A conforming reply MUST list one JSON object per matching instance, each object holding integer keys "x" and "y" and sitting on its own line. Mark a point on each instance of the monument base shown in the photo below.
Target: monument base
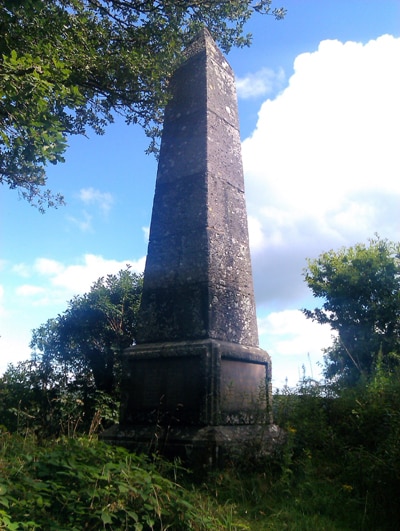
{"x": 198, "y": 447}
{"x": 202, "y": 401}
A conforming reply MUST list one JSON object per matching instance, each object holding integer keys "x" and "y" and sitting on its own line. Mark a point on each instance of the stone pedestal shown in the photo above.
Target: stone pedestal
{"x": 196, "y": 383}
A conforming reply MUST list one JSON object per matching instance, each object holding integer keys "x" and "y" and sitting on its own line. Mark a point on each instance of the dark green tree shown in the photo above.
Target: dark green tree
{"x": 360, "y": 286}
{"x": 88, "y": 338}
{"x": 70, "y": 65}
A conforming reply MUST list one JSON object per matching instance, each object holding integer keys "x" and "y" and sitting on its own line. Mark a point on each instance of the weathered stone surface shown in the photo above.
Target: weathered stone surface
{"x": 196, "y": 383}
{"x": 198, "y": 279}
{"x": 204, "y": 382}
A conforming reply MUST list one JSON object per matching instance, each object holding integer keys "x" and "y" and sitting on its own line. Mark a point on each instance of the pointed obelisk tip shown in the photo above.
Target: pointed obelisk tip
{"x": 199, "y": 42}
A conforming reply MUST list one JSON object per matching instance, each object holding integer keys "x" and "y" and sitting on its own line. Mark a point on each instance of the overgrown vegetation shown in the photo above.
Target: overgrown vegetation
{"x": 339, "y": 469}
{"x": 68, "y": 66}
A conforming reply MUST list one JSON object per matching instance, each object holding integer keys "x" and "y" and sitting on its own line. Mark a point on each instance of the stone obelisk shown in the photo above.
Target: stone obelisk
{"x": 196, "y": 371}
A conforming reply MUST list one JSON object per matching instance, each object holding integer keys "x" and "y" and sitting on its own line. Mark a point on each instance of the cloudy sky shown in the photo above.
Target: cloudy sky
{"x": 320, "y": 119}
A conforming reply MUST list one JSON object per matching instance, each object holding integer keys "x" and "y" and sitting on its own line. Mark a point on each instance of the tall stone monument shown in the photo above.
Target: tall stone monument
{"x": 196, "y": 381}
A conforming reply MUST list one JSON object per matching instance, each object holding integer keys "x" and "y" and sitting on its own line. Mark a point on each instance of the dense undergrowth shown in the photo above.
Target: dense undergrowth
{"x": 339, "y": 469}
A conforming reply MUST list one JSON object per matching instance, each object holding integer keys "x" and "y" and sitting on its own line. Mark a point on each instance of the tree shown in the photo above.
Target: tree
{"x": 87, "y": 339}
{"x": 70, "y": 65}
{"x": 361, "y": 289}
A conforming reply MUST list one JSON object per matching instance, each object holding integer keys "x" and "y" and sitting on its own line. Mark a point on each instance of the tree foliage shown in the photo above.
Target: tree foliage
{"x": 360, "y": 286}
{"x": 88, "y": 337}
{"x": 70, "y": 65}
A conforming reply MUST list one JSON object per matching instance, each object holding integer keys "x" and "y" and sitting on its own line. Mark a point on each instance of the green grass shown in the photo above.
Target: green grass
{"x": 339, "y": 469}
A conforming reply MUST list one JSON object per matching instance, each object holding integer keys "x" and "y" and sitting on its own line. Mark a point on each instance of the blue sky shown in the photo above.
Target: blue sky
{"x": 320, "y": 118}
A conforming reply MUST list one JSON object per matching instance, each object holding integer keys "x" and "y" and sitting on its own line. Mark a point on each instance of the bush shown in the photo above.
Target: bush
{"x": 76, "y": 484}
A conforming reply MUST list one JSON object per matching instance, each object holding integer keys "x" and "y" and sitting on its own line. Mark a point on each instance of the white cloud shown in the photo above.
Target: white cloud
{"x": 78, "y": 278}
{"x": 293, "y": 342}
{"x": 22, "y": 270}
{"x": 28, "y": 290}
{"x": 91, "y": 196}
{"x": 261, "y": 83}
{"x": 46, "y": 266}
{"x": 322, "y": 165}
{"x": 84, "y": 224}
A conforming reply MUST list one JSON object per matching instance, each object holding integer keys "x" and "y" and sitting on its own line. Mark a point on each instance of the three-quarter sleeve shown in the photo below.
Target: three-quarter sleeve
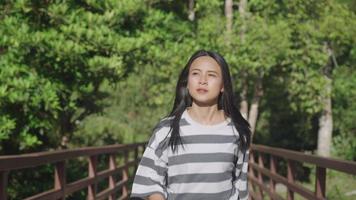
{"x": 151, "y": 174}
{"x": 241, "y": 170}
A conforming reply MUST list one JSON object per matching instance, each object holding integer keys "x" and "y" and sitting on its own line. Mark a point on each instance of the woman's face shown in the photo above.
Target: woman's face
{"x": 205, "y": 81}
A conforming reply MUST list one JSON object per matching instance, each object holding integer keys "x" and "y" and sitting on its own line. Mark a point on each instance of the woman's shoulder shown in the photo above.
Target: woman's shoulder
{"x": 160, "y": 132}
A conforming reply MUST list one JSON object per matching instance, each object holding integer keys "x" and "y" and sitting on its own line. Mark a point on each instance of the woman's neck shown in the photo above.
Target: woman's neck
{"x": 208, "y": 115}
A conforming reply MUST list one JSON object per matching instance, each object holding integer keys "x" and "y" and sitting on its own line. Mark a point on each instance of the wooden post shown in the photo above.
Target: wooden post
{"x": 92, "y": 165}
{"x": 290, "y": 177}
{"x": 112, "y": 166}
{"x": 260, "y": 178}
{"x": 3, "y": 184}
{"x": 125, "y": 175}
{"x": 136, "y": 158}
{"x": 252, "y": 172}
{"x": 320, "y": 182}
{"x": 60, "y": 178}
{"x": 273, "y": 170}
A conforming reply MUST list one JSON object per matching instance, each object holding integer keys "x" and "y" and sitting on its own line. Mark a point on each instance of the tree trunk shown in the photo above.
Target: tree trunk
{"x": 191, "y": 12}
{"x": 243, "y": 94}
{"x": 325, "y": 123}
{"x": 229, "y": 17}
{"x": 326, "y": 120}
{"x": 253, "y": 114}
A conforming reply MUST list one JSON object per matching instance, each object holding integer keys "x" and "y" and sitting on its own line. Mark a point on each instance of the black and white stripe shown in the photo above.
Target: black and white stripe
{"x": 202, "y": 169}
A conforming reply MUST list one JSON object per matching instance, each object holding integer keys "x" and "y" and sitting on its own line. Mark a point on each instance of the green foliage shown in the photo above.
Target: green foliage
{"x": 54, "y": 58}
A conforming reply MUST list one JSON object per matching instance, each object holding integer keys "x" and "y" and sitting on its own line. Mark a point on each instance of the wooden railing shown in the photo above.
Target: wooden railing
{"x": 266, "y": 187}
{"x": 60, "y": 158}
{"x": 260, "y": 186}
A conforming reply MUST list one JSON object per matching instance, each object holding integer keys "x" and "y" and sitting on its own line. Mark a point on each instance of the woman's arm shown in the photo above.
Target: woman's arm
{"x": 156, "y": 197}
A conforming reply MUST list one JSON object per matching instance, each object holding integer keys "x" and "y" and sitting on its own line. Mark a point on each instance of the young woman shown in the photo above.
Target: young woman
{"x": 200, "y": 150}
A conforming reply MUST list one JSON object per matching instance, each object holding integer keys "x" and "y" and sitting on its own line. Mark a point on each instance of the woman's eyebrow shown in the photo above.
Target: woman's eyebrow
{"x": 210, "y": 71}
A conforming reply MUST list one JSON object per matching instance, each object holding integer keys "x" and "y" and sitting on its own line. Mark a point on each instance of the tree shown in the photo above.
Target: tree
{"x": 54, "y": 58}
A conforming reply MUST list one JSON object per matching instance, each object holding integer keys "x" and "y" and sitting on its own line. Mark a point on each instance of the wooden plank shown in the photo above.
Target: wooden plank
{"x": 290, "y": 178}
{"x": 60, "y": 178}
{"x": 3, "y": 184}
{"x": 293, "y": 186}
{"x": 273, "y": 169}
{"x": 320, "y": 182}
{"x": 112, "y": 166}
{"x": 92, "y": 165}
{"x": 329, "y": 163}
{"x": 36, "y": 159}
{"x": 273, "y": 195}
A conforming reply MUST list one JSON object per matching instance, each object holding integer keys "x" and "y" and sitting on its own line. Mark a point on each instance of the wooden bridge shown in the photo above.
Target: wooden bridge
{"x": 123, "y": 161}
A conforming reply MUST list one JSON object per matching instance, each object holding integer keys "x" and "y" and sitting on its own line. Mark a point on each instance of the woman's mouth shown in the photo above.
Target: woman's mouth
{"x": 202, "y": 91}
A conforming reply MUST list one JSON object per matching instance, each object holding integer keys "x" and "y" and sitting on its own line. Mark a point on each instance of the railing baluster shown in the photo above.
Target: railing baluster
{"x": 273, "y": 169}
{"x": 252, "y": 172}
{"x": 3, "y": 184}
{"x": 290, "y": 177}
{"x": 136, "y": 158}
{"x": 92, "y": 165}
{"x": 112, "y": 182}
{"x": 60, "y": 178}
{"x": 125, "y": 175}
{"x": 260, "y": 178}
{"x": 320, "y": 182}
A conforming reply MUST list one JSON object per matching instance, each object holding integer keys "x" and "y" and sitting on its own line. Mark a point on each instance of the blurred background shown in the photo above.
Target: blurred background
{"x": 91, "y": 73}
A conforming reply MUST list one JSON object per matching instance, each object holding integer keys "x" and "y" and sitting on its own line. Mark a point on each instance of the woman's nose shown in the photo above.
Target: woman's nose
{"x": 203, "y": 80}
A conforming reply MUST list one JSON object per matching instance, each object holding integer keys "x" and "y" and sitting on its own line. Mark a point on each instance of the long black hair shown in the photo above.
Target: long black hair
{"x": 226, "y": 102}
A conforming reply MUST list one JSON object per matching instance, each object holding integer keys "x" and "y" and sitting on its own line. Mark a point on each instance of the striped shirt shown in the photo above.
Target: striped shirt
{"x": 209, "y": 166}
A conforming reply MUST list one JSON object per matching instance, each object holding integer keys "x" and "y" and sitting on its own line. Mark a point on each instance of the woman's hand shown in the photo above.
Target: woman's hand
{"x": 156, "y": 197}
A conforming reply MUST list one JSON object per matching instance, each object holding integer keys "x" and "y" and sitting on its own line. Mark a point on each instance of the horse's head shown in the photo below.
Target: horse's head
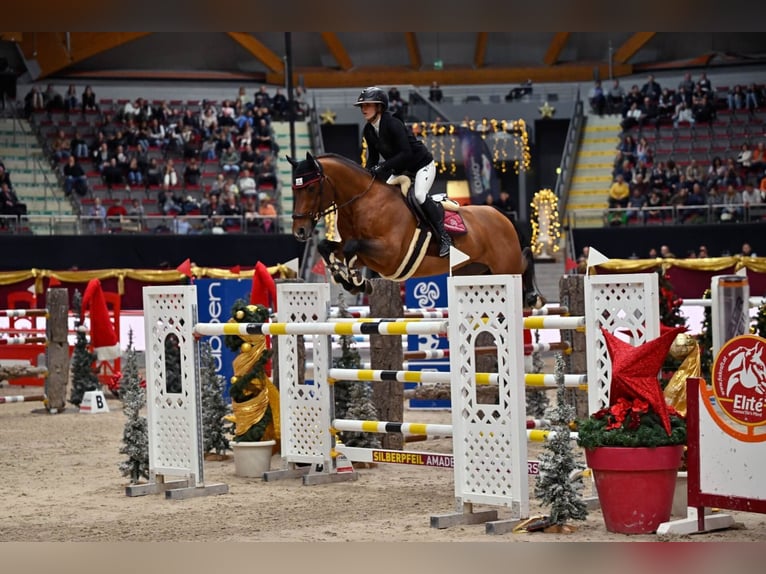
{"x": 308, "y": 185}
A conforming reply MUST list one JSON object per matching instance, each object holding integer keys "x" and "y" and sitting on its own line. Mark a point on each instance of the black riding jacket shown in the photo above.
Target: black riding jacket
{"x": 396, "y": 144}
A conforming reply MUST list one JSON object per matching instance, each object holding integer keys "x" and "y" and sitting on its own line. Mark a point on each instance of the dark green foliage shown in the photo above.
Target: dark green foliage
{"x": 135, "y": 435}
{"x": 83, "y": 373}
{"x": 214, "y": 407}
{"x": 353, "y": 399}
{"x": 554, "y": 486}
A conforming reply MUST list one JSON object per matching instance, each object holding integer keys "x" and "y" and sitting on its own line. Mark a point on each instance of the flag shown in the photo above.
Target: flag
{"x": 185, "y": 268}
{"x": 102, "y": 334}
{"x": 477, "y": 162}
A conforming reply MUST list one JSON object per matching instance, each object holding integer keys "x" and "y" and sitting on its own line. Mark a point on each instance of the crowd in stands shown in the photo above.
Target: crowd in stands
{"x": 701, "y": 188}
{"x": 208, "y": 165}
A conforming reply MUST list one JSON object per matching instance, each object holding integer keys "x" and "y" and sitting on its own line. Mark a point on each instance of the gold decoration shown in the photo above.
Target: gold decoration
{"x": 328, "y": 116}
{"x": 682, "y": 345}
{"x": 546, "y": 229}
{"x": 675, "y": 390}
{"x": 547, "y": 110}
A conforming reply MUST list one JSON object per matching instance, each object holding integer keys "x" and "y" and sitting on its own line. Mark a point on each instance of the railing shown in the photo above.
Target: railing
{"x": 148, "y": 224}
{"x": 668, "y": 215}
{"x": 571, "y": 145}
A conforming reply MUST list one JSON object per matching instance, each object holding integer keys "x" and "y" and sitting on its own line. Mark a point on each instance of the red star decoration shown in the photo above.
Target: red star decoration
{"x": 635, "y": 369}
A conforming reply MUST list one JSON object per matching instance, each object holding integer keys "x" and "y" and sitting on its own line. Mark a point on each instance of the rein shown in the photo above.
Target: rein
{"x": 333, "y": 207}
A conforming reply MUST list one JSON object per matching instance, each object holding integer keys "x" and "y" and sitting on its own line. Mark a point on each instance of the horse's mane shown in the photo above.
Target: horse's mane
{"x": 351, "y": 164}
{"x": 342, "y": 159}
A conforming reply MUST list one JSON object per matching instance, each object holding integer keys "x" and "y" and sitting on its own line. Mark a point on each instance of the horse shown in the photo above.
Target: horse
{"x": 379, "y": 230}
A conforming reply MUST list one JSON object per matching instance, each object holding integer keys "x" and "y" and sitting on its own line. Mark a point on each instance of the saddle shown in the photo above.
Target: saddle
{"x": 453, "y": 221}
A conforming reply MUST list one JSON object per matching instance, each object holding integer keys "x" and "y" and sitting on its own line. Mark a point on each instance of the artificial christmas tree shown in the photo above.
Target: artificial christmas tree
{"x": 353, "y": 400}
{"x": 214, "y": 406}
{"x": 135, "y": 436}
{"x": 554, "y": 486}
{"x": 82, "y": 373}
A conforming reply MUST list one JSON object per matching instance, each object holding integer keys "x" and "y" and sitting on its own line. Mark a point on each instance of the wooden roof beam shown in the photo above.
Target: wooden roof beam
{"x": 413, "y": 49}
{"x": 631, "y": 46}
{"x": 337, "y": 50}
{"x": 259, "y": 50}
{"x": 53, "y": 51}
{"x": 480, "y": 52}
{"x": 555, "y": 48}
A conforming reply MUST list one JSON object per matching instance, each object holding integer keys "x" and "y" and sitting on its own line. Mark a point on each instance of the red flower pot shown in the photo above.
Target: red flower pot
{"x": 635, "y": 485}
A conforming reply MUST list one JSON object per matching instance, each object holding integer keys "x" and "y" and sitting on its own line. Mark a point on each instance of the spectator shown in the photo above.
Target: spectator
{"x": 704, "y": 110}
{"x": 154, "y": 173}
{"x": 169, "y": 174}
{"x": 33, "y": 101}
{"x": 192, "y": 173}
{"x": 136, "y": 211}
{"x": 89, "y": 100}
{"x": 735, "y": 99}
{"x": 651, "y": 89}
{"x": 597, "y": 98}
{"x": 745, "y": 155}
{"x": 230, "y": 160}
{"x": 704, "y": 87}
{"x": 10, "y": 204}
{"x": 396, "y": 103}
{"x": 97, "y": 216}
{"x": 758, "y": 158}
{"x": 135, "y": 175}
{"x": 279, "y": 105}
{"x": 633, "y": 117}
{"x": 733, "y": 207}
{"x": 246, "y": 184}
{"x": 683, "y": 114}
{"x": 262, "y": 98}
{"x": 435, "y": 94}
{"x": 752, "y": 97}
{"x": 619, "y": 192}
{"x": 61, "y": 147}
{"x": 747, "y": 250}
{"x": 53, "y": 100}
{"x": 74, "y": 178}
{"x": 71, "y": 101}
{"x": 751, "y": 196}
{"x": 686, "y": 89}
{"x": 78, "y": 146}
{"x": 635, "y": 205}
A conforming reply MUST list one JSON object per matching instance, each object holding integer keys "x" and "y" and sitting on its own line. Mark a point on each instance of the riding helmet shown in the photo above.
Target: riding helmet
{"x": 373, "y": 95}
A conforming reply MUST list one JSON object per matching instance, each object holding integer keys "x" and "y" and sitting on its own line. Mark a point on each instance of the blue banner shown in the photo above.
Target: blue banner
{"x": 423, "y": 292}
{"x": 215, "y": 298}
{"x": 479, "y": 171}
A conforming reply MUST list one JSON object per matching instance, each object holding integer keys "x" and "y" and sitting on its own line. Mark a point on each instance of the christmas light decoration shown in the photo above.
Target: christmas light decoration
{"x": 546, "y": 229}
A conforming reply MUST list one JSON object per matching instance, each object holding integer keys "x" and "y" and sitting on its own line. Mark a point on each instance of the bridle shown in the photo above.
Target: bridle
{"x": 317, "y": 213}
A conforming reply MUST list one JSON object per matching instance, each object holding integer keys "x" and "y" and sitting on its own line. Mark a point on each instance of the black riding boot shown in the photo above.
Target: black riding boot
{"x": 435, "y": 214}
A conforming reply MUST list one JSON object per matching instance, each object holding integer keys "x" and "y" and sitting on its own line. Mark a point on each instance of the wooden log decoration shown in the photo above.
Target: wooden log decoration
{"x": 386, "y": 353}
{"x": 57, "y": 302}
{"x": 572, "y": 296}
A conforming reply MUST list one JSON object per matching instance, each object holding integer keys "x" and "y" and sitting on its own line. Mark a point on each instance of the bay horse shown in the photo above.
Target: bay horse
{"x": 378, "y": 229}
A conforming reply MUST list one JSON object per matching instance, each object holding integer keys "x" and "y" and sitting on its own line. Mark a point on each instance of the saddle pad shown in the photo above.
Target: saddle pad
{"x": 453, "y": 223}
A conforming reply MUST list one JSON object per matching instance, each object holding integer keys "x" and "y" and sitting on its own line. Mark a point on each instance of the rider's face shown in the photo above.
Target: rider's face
{"x": 369, "y": 111}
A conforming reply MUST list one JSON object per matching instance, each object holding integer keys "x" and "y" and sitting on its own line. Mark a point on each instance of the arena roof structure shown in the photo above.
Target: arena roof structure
{"x": 350, "y": 59}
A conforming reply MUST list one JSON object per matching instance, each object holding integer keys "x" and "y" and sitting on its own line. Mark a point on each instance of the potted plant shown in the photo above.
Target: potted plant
{"x": 254, "y": 398}
{"x": 635, "y": 444}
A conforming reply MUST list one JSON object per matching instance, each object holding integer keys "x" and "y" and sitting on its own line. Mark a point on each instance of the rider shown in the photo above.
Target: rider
{"x": 387, "y": 136}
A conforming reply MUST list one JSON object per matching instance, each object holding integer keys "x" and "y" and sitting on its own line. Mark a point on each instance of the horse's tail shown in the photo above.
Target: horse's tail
{"x": 532, "y": 295}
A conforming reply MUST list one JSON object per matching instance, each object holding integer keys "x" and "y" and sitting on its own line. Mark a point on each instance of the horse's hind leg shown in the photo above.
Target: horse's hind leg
{"x": 532, "y": 295}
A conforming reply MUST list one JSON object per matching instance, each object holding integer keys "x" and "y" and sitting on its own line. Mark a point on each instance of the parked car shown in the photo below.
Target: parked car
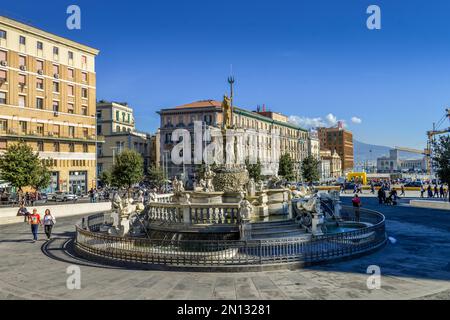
{"x": 415, "y": 184}
{"x": 64, "y": 196}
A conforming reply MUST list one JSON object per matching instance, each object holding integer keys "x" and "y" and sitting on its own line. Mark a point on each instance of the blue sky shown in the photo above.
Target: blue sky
{"x": 304, "y": 58}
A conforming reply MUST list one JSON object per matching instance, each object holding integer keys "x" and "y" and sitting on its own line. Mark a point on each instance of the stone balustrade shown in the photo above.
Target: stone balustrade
{"x": 194, "y": 213}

◆ The request
Retype the lines exactly as they appear, beginning with the line that contains "tail shown in the photo above." and ending with the final line of the entries, and omit the pictures.

◆ Output
A conforming reply MUST list one JSON object per matching instance, each object holding integer keys "x" and "y" and sitting on its own line. Mark a point on each instance of the horse's tail shown in the photo above.
Target: horse's tail
{"x": 532, "y": 295}
A conforming reply MUST list one JSON object per matching instance, each object holding integer keys "x" and "y" and sitting on its own line. Mark a point on each instance of the horse's hind leg shown in the photo above.
Target: horse's hind leg
{"x": 532, "y": 295}
A conforming reply MUST list one JSON object per matching instance, each object holding integer keys "x" and "y" and sitting on its own line. Mark a point on each instance of the parked car shown in the photo below.
Target: parked car
{"x": 415, "y": 184}
{"x": 64, "y": 196}
A conforming reply MUST list one JSON object per matching instance, each object holding integer keys "x" and "y" and sitting on its own line. Mark a point on each instance of the blue sky shown in the photo above.
Target: blue sky
{"x": 304, "y": 58}
A conforming reply MUST list one JSON object per matching instance, each object holding integer keys "x" and "y" and sitting on its own line. Mark a point on each instance of the stone balustrade shown in the photo above.
Target: stone balustrade
{"x": 194, "y": 213}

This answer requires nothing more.